::: Task data
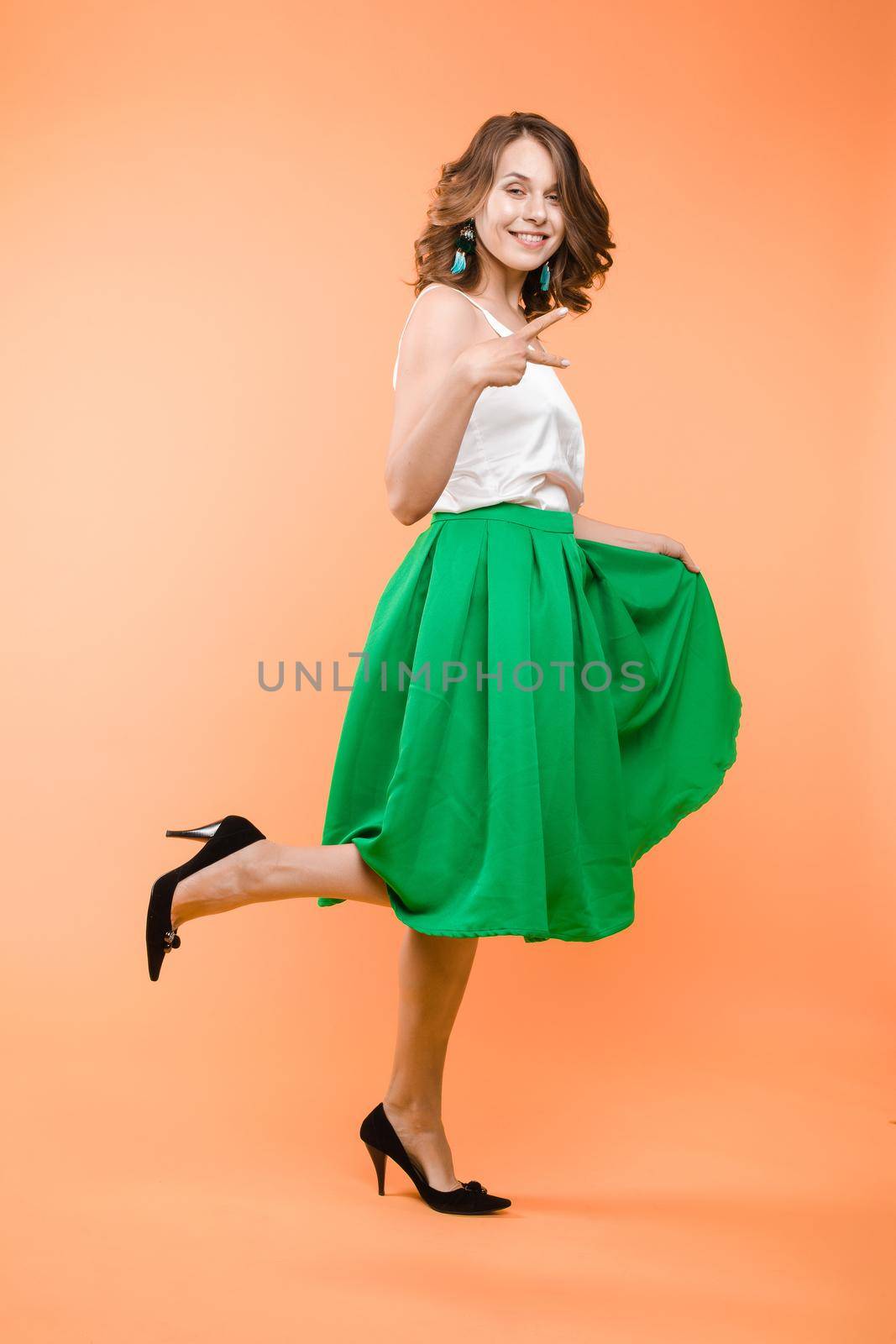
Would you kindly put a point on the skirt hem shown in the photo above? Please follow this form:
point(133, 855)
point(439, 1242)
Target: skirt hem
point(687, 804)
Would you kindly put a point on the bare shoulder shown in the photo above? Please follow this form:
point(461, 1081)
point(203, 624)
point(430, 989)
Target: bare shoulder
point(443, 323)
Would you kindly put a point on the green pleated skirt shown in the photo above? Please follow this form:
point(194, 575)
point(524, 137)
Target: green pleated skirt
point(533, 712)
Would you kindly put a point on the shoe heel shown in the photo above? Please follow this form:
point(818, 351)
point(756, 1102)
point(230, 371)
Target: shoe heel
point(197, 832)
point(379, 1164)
::::::
::: Task data
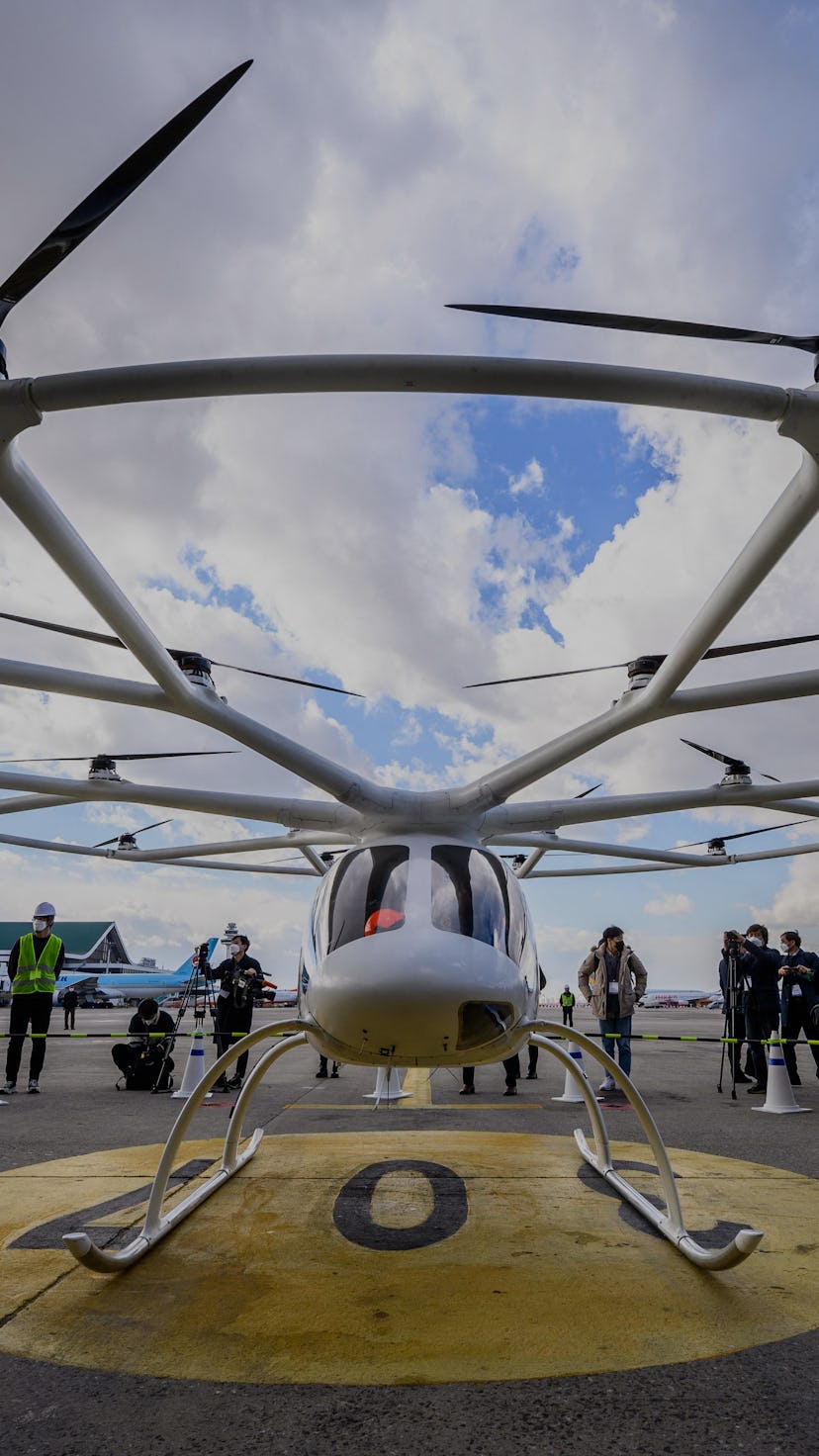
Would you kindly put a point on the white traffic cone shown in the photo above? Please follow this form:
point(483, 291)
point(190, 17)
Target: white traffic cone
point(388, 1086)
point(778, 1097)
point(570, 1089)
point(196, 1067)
::::::
::: Task data
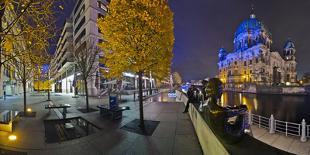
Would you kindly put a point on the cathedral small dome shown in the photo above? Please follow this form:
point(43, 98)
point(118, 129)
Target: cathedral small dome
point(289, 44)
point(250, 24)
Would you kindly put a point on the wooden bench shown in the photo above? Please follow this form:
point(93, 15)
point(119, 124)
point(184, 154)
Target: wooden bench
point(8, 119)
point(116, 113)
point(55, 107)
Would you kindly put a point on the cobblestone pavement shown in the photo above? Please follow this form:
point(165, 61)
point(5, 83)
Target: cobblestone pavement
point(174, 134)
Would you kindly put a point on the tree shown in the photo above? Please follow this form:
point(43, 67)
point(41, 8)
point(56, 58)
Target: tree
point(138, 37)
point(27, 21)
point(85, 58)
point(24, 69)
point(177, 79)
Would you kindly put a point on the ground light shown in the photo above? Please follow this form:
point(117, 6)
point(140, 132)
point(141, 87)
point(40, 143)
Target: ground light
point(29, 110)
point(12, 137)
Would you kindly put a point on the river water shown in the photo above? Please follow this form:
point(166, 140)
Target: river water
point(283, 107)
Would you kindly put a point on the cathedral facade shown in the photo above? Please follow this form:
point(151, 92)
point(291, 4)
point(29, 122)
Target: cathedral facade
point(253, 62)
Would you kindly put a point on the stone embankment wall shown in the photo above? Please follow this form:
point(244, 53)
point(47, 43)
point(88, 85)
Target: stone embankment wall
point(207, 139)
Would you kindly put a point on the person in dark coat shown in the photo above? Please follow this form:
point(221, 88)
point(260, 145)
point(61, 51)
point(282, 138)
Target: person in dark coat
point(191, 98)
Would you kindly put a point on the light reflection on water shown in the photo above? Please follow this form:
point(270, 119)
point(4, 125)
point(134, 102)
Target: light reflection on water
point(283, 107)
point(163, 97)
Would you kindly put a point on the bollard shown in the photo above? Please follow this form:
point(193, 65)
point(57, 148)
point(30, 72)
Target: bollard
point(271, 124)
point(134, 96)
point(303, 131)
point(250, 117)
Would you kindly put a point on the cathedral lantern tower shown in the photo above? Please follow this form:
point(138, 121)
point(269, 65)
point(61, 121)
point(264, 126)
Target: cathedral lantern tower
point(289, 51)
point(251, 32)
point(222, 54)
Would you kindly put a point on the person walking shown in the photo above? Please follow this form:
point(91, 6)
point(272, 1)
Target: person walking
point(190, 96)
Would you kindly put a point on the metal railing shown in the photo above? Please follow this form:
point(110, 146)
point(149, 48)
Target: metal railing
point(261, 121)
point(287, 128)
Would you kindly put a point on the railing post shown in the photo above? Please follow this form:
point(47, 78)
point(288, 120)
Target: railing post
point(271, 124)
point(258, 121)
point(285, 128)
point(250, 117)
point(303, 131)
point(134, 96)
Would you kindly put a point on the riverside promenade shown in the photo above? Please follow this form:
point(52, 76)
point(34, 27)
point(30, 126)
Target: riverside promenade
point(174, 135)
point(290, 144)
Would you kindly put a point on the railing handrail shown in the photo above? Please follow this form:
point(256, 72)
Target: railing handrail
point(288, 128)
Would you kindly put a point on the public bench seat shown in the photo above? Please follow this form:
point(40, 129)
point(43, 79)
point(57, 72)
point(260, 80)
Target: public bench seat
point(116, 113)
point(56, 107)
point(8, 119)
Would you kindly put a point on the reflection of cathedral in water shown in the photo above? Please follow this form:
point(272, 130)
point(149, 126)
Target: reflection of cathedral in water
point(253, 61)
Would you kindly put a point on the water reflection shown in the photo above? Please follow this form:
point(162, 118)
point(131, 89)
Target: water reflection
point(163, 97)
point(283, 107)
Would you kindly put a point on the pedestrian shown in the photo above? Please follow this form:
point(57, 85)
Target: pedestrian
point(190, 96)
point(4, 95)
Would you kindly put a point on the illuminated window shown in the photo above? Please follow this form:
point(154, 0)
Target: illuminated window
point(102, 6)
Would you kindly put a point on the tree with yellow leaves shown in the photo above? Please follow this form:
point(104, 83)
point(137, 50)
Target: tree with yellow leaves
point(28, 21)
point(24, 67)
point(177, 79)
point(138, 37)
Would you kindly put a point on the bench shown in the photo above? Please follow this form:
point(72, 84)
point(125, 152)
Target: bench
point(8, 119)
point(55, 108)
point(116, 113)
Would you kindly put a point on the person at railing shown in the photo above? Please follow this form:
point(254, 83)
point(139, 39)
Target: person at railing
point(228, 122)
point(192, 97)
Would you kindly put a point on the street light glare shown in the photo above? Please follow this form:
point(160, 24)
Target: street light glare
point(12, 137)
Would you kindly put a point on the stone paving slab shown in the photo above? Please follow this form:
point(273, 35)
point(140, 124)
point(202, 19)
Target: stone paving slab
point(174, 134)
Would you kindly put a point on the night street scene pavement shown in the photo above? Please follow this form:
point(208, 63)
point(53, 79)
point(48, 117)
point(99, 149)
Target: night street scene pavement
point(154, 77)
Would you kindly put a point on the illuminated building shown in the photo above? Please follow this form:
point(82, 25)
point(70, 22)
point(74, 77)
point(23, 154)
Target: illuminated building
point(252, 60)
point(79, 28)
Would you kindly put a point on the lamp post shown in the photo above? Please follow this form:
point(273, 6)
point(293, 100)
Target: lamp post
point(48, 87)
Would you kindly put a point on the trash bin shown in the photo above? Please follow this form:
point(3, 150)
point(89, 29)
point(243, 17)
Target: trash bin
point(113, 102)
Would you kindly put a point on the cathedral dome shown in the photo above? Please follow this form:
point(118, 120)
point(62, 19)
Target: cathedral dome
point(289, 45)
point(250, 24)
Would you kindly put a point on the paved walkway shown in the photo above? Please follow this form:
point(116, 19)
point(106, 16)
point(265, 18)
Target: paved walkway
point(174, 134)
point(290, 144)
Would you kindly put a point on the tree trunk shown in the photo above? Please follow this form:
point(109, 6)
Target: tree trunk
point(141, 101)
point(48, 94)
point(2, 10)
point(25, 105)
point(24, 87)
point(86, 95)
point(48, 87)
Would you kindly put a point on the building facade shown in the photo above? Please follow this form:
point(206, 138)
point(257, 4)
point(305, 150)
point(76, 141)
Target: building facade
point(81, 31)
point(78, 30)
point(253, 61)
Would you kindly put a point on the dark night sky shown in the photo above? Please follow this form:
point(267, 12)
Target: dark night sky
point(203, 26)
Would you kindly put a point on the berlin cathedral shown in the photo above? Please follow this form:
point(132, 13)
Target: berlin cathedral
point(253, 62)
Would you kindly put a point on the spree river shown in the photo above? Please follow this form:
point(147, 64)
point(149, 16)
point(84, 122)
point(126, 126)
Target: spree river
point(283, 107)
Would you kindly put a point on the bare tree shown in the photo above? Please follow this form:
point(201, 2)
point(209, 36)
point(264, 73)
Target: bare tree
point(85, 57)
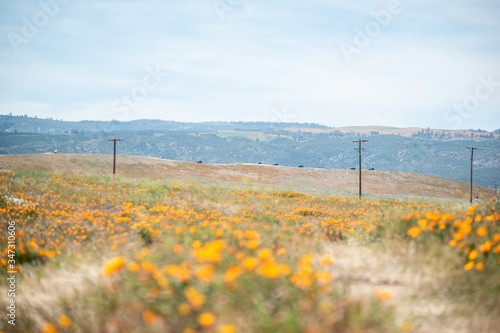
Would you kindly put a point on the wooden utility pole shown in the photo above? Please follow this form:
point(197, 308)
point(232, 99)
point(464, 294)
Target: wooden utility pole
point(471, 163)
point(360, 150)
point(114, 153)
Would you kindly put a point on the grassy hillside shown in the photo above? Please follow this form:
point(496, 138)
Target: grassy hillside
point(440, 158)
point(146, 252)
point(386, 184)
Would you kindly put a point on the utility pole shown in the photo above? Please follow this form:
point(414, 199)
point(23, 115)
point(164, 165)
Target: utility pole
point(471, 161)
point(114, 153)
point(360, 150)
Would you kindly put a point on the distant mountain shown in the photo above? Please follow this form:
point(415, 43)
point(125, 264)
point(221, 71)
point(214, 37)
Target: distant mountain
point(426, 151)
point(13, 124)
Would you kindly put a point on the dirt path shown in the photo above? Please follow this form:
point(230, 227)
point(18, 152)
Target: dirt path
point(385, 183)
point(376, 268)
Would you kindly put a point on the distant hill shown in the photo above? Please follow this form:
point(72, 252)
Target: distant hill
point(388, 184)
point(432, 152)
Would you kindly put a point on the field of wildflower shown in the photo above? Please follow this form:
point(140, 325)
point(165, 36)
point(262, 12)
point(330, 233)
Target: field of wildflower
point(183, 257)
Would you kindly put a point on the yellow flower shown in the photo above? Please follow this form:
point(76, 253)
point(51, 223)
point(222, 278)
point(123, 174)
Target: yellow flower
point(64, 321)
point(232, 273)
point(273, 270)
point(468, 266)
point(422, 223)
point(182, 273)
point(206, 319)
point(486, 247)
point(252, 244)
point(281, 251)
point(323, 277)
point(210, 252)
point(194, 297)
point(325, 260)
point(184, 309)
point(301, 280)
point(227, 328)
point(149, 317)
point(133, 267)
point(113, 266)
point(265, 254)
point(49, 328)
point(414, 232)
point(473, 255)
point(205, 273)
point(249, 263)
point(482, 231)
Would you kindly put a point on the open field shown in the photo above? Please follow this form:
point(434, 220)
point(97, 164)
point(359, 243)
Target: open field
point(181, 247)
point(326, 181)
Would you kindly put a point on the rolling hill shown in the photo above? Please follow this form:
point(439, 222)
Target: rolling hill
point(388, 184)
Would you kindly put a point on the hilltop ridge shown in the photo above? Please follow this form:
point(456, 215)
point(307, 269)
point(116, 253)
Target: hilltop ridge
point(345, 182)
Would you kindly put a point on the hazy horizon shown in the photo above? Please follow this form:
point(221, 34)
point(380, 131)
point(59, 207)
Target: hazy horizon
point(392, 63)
::::::
• Exercise aim
From the entries above, write out only the lines starting at the line that holds "Would you kindly put a point on the person at" and ending at the line that holds "point(70, 22)", keeping both and matching them exactly.

• Answer box
Would you kindly put a point on the person at railing shown in the photo above? Please follow this form:
point(254, 83)
point(139, 39)
Target: person at railing
point(228, 122)
point(192, 97)
Would you kindly put a point on the street light glare shown in the photo above? Please follow this form:
point(160, 24)
Target: street light glare
point(12, 137)
Would you kindly put a point on the stone paving slab shown in the photo above? Please follow this form:
point(273, 35)
point(140, 124)
point(202, 19)
Target: stone paving slab
point(174, 134)
Would you kindly put a point on the night street scene pavement shown in the photo above? Please follow this form:
point(208, 63)
point(53, 79)
point(48, 117)
point(99, 149)
Target: night street scene pavement
point(154, 77)
Would you kindly put a point on the illuminated building shown in the photo above? Please follow this form:
point(82, 25)
point(70, 22)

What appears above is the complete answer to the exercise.